Quote, with no changes, the lines that run from the top of the material to the line with "# place a point on the boulder", both included.

::: RECORDS FOR THIS TASK :::

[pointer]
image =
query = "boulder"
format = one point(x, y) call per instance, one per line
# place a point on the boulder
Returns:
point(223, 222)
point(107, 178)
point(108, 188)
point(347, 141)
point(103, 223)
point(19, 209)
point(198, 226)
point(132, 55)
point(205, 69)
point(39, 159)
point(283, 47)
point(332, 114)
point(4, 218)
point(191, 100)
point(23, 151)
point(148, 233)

:::

RESULT OF THIS EXERCISE
[pointer]
image =
query = "boulder"
format = one point(x, y) call per instance, one per line
# place a point on the boulder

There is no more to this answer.